Assigned task - A faithful copy of the entries is required, with no images in it.

------------------------------------------------------------

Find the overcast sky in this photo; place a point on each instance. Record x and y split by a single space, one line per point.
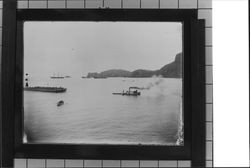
76 48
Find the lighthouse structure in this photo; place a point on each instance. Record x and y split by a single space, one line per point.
26 80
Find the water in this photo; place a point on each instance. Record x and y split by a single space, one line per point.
91 114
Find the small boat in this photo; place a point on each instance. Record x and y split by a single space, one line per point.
57 77
130 92
46 89
61 102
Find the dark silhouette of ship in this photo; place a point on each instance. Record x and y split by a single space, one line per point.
42 88
57 77
46 89
132 91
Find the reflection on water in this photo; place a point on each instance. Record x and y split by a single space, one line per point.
92 114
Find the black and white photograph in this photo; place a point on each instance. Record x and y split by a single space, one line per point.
105 82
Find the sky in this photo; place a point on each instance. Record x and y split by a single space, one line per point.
76 48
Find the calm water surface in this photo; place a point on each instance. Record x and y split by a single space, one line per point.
92 114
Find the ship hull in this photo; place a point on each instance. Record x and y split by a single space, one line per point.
46 89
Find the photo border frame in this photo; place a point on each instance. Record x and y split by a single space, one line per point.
12 87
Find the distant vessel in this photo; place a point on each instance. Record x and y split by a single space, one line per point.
61 102
42 88
130 92
99 77
46 89
57 77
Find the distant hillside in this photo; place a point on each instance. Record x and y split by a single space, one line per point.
171 70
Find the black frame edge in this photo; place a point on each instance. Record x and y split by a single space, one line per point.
198 111
7 82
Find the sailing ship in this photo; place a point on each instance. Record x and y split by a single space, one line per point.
57 77
42 88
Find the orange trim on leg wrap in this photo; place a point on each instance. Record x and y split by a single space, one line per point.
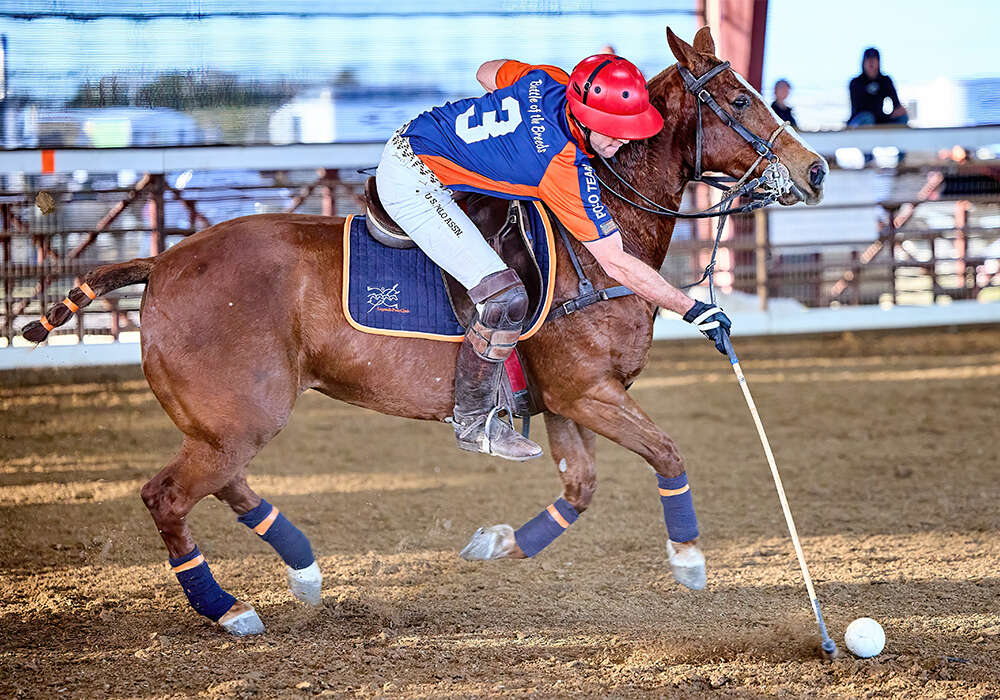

------------------------------------------------------------

Exercise response -
Find the overcast sky in this photo; place a point on each instance. Record x and y split by a single space, one line per point.
76 48
Find the lighthouse structure in this photo; place a point on each instance. Record x and y split by a single space, one line per point.
26 80
Find the water in this photo; place a point on each instance. Record x and y split by a single space, one line per point.
91 114
Find the small boat in this photo; place a point on each instance. Record x and y split by a single space, one line per point.
57 77
130 92
46 89
61 102
Find the dark silhouette of ship in this photo; place a point on each instance. Record x and y split by a single space, one line per point.
42 88
57 77
46 89
132 91
Find the reflection on water in this photo; place a point on each instance. Record x and y split by a single space, one line per point.
92 114
Find the black and white photograph in this photo; place a point on each instance. Record x and y split by a single space, one line per point.
105 82
Find the sky in this photo; place a point on each instance. Record x and y split by a single space, one line per point.
76 48
Find the calm water surface in this photo; place a point on each instance. Record x and y split by a single space, one line per point.
92 114
Find the ship hull in this photo; place a point on each instance. Record x and y split by a single space, one line per point.
46 89
Find the photo border frame in this photo; place a point on each instance. Record x and y split by a single space, one line per point.
12 87
Find the distant vessel in this photo; place a point on each instance. Record x and y split by a single space, one line per point.
61 102
42 88
130 92
99 77
46 89
57 77
Find the distant hillside in this photo; place a point on each instance. Record x and y split by a single space, one line per point.
171 70
Find the black frame edge in this photo; place a point on each instance. Record x and y split by a single space, one line per point.
198 111
7 82
Find the sailing ship in this photo; place a point on each instance. Record x and y split by a single space, one line per point.
57 77
42 88
Find the orange trim on leg wrap in this photo; place a point on each instance. Record x and y split by a single space, one line per point.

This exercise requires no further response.